Stated problem: Reproduce every line of the material below, requests included, but multiply each pixel coordinate in the answers by 0.45 and round it to the nearest whole number, rounding halves up. Omit the pictures from your output.

Material provided:
• • •

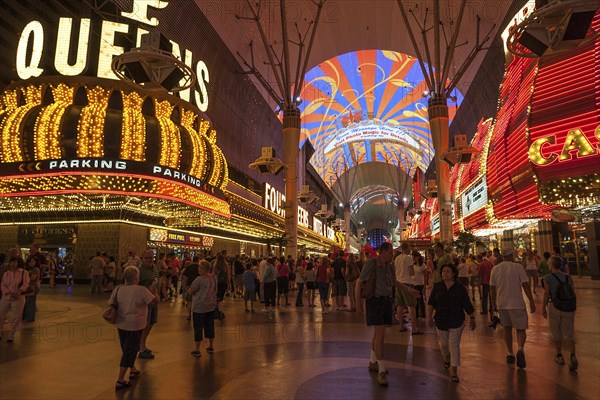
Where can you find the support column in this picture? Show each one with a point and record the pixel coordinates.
(400, 215)
(347, 224)
(507, 241)
(291, 139)
(438, 124)
(544, 242)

• • •

Solution to the exercise:
Where can you find the support column in this picture? Show each one with a point and record the pixel coordinates.
(180, 97)
(156, 101)
(228, 108)
(131, 63)
(197, 56)
(245, 109)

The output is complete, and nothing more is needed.